## Texto em estudo
# # # # #

Neste contexto, movimentos nacionalistas no Tadjiquistão e no Quirguistão corroboram para o acirramento das disputas entre os países. Enquanto o Tadjiquistão é um Estado marcado pela centralização de poder no governo de Emomali Rahmon, Presidente do país desde 1994 após a Guerra Civil do Tadjiquistão (1992-1994), o Quirguistão é relativamente mais aberto politicamente, sendo governado por Sadyr Japarov desde 2021. Ambos os líderes se utilizam das tensões fronteiriças em benefício de apoio político interno. Enquanto Rahmon faz uso de uma retórica expansionista em busca de consolidação da nação tadjique e de seu regime e manutenção do controle sobre os militares, Japarov, ao longo de sua campanha presidencial em 2021, prometia resolver as disputas territoriais. Em detrimento de uma solução negociada, ambos os países vêm se armando paralelamente ao acirramento das disputas retóricas e aos conflitos localizados na fronteira. O Tadjiquistão vem adquirindo munições e treinamentos militares da Rússia, China, Irã e dos Estados Unidos, sobretudo devido a sua extensa fronteira com o Afeganistão e ao receio de espalhamento das ameaças provenientes do território afegão. Por sua vez, o Quirguistão recebe assistência militar norte-americana, ainda que sob a alcunha de construção democrática. Recentemente, o país adquiriu drones turcos (modelos Bayraktar) e veículos blindados de transporte pessoal da Rússia.

Além dos desafios impostos pelos crescentes conflitos entre ex-repúblicas soviéticas, destaca-se aqui o fato de que a Ásia Central é o ponto de encontro de potências com diferentes níveis de influência e múltiplos interesses, nomeadamente: Rússia, China, Turquia. Na perspectiva russa, portanto, ser capaz de promover a estabilidade regional e manter o poder de influência sobre as ex-repúblicas soviéticas é um duplo desafio que se apresenta a partir das relações com Pequim e Ancara.

# # # # #

## Dados do exercício

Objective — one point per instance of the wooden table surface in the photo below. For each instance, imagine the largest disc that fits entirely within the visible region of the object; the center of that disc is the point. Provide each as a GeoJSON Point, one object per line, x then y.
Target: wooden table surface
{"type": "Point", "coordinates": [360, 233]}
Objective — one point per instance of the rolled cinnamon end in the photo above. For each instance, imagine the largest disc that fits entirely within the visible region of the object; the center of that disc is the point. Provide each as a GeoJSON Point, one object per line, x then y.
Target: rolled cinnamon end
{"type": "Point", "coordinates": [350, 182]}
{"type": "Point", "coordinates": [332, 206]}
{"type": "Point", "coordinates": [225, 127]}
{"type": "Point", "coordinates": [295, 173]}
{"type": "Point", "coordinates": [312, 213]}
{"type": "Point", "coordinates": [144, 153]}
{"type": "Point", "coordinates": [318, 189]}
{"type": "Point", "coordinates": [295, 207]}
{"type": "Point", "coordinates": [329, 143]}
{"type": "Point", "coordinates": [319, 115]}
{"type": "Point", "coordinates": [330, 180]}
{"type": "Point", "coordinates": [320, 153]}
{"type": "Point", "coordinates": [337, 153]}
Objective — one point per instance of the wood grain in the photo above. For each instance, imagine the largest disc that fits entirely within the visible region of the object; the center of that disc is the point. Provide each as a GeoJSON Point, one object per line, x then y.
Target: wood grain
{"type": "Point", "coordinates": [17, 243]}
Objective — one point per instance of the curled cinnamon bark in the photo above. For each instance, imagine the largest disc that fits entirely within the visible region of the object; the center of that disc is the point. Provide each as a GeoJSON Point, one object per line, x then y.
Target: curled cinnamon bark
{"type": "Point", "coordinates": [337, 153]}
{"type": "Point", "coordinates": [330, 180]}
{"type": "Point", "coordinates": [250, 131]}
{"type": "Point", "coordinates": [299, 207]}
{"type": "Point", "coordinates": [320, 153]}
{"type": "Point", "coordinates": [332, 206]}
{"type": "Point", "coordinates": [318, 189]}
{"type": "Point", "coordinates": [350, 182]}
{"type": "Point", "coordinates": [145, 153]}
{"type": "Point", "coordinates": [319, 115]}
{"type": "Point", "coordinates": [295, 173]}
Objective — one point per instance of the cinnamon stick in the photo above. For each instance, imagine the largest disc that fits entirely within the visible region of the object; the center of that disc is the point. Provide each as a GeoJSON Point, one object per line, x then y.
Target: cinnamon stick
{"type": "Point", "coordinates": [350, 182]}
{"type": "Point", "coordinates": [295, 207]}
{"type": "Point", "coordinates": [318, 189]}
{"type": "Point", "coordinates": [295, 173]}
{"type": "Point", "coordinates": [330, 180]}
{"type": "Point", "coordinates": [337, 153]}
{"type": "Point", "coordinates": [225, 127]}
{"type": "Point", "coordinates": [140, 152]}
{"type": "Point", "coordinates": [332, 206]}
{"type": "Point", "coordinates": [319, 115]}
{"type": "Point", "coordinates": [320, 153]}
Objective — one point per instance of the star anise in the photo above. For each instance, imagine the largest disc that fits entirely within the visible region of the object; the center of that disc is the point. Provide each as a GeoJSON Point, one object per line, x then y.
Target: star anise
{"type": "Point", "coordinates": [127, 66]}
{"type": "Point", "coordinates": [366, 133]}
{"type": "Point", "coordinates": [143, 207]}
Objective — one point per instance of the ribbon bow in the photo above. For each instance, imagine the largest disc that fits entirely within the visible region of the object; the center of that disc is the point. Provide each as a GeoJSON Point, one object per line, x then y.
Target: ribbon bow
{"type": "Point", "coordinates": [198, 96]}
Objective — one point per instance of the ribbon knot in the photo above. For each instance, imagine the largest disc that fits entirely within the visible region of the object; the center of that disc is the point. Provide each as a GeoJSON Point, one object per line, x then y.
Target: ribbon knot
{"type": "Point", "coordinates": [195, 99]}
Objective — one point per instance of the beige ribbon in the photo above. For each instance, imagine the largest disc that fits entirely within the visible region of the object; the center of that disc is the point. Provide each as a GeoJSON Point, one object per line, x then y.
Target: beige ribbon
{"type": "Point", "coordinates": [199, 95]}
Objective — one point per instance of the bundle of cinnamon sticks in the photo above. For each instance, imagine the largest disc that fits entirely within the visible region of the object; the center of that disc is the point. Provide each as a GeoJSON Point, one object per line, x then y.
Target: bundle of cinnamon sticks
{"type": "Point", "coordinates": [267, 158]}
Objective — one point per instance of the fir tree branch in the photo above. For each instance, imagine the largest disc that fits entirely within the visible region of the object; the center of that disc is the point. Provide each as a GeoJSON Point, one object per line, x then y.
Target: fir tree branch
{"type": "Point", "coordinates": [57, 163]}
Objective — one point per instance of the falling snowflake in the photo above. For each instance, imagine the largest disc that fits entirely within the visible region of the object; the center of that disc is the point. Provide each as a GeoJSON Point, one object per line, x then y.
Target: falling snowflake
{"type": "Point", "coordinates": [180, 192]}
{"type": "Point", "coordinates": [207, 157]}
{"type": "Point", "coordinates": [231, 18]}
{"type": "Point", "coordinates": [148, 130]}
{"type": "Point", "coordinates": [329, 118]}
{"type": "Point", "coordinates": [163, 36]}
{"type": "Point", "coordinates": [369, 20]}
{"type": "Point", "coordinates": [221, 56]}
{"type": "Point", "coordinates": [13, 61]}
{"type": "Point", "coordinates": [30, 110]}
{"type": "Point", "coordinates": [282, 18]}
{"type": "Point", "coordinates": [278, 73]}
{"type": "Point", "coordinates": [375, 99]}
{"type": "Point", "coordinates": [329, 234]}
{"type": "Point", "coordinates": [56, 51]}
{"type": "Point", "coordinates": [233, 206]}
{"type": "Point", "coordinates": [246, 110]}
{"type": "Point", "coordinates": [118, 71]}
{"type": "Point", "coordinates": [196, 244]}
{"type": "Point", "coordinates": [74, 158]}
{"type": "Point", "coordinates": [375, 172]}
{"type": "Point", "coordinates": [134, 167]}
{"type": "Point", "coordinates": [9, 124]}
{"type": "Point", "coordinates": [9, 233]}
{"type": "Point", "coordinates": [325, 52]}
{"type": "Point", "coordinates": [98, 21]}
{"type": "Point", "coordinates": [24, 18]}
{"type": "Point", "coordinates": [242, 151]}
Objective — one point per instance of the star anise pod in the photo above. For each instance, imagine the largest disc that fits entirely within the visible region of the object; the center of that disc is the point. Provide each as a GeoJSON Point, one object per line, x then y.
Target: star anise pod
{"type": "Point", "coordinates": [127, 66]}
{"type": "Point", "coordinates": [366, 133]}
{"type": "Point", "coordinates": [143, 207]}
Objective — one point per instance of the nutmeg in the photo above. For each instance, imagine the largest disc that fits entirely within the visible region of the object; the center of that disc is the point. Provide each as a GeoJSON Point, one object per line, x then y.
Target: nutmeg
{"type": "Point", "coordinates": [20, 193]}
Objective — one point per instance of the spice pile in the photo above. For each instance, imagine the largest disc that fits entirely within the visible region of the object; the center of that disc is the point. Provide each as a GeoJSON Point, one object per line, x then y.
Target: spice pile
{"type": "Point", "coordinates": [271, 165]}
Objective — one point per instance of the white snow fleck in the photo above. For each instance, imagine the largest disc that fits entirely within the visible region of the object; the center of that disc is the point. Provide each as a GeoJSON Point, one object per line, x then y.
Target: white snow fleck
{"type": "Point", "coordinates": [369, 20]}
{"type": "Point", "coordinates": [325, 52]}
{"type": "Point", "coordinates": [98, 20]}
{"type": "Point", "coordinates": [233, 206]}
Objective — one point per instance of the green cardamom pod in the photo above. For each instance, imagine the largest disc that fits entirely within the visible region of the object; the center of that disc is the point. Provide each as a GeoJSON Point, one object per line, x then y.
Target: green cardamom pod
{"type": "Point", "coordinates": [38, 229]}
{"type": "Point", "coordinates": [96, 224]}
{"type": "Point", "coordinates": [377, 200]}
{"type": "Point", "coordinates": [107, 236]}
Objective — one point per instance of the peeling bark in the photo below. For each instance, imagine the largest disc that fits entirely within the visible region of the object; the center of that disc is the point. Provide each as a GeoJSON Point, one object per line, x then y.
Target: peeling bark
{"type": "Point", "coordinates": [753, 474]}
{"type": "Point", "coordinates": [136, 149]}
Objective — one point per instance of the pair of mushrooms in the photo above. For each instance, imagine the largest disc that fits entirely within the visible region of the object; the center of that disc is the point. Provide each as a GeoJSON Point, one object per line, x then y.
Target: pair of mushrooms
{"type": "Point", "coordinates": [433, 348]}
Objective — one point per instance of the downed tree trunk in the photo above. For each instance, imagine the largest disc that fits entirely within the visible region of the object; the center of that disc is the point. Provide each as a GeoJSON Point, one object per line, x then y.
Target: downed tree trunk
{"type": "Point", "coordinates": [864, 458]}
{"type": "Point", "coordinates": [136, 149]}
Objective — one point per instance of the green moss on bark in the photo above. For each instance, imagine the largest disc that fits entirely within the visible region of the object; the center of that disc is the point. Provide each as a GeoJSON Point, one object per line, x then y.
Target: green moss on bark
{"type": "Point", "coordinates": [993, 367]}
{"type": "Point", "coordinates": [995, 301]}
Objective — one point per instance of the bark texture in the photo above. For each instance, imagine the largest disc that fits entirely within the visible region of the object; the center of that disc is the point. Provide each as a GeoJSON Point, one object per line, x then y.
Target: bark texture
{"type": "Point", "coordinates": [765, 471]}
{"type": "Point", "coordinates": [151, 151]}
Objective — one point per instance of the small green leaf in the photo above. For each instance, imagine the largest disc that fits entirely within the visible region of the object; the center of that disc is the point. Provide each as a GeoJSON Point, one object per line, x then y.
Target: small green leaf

# # # # #

## O que fazer
a – No texto sobre as disputas entre Tadjiquistão e Quirguistão, desde que ano Emomali Rahmon é Presidente do Tadjiquistão?
b – Transforme em lista o parágrafo do texto sobre as disputas entre Tadjiquistão e Quirguistão que começa com "Neste contexto, movimentos nacionalistas", conservando seus fatos principais.

## Resultados
a – Desde 1994.

b –
- Movimentos nacionalistas no Tadjiquistão e no Quirguistão contribuem para o acirramento das disputas entre os dois países.
- Tadjiquistão: poder centralizado no governo de Emomali Rahmon, Presidente desde 1994, após a Guerra Civil do Tadjiquistão (1992-1994). Ele usa uma retórica expansionista para consolidar a nação tadjique e seu regime e manter o controle sobre os militares.
- Quirguistão: relativamente mais aberto politicamente, governado por Sadyr Japarov desde 2021. Na campanha presidencial de 2021, ele prometia resolver as disputas territoriais.
- Os dois líderes usam as tensões fronteiriças para obter apoio político interno.
- Em vez de buscar uma solução negociada, os dois países se armam enquanto crescem as disputas retóricas e os conflitos localizados na fronteira.
- O Tadjiquistão adquire munições e treinamentos militares da Rússia, China, Irã e Estados Unidos. O principal motivo é a extensa fronteira com o Afeganistão e o receio de que as ameaças vindas do território afegão se espalhem.
- O Quirguistão recebe assistência militar norte-americana, ainda que sob a alcunha de construção democrática. Recentemente, adquiriu drones turcos (modelos Bayraktar) e veículos blindados de transporte pessoal da Rússia.